(Referring expression data)
════════════════

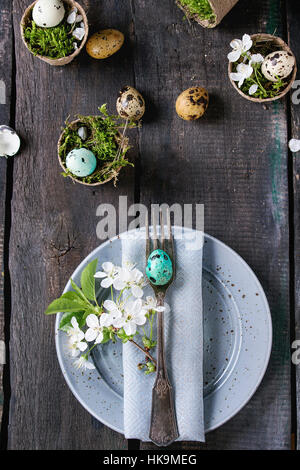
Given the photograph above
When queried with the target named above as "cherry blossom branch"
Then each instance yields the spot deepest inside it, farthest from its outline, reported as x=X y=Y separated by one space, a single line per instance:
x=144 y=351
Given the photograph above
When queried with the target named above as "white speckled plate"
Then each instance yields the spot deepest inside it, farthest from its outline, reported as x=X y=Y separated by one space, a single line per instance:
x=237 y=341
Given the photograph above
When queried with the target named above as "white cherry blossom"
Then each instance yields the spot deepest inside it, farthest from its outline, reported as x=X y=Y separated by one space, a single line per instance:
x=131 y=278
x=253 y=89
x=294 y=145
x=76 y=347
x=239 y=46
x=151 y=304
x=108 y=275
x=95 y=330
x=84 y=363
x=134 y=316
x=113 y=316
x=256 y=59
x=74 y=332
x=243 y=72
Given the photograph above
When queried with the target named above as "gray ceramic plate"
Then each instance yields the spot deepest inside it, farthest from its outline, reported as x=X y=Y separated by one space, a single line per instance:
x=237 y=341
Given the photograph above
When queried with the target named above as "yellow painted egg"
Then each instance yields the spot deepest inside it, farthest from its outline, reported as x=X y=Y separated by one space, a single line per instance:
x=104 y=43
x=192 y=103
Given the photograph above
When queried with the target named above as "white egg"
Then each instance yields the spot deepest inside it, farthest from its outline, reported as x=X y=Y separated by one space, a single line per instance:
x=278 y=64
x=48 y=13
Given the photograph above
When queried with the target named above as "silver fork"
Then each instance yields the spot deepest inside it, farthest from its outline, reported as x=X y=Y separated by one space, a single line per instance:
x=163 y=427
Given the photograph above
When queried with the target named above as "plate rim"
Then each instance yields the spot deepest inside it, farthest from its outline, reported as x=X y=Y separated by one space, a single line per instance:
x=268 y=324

════════════════

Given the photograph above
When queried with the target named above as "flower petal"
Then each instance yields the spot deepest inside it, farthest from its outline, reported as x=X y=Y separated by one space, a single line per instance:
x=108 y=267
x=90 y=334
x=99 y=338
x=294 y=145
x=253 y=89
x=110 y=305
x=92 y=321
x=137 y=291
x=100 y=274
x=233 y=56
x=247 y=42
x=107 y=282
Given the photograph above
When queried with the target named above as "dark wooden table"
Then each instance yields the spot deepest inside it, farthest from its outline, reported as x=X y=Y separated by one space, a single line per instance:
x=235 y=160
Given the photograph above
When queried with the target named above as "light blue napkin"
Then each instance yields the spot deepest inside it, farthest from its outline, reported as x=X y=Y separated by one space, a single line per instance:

════════════════

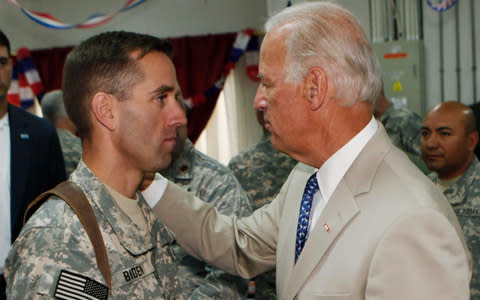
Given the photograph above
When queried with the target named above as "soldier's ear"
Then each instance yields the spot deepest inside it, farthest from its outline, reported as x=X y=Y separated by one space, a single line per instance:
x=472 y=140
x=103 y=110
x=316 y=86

════════════════

Work request:
Among the lines above, find those holding "cherry" and copy each one.

Output below:
When queried with the target named above as "cherry blossom branch"
When queried with the target named above as "white cherry blossom"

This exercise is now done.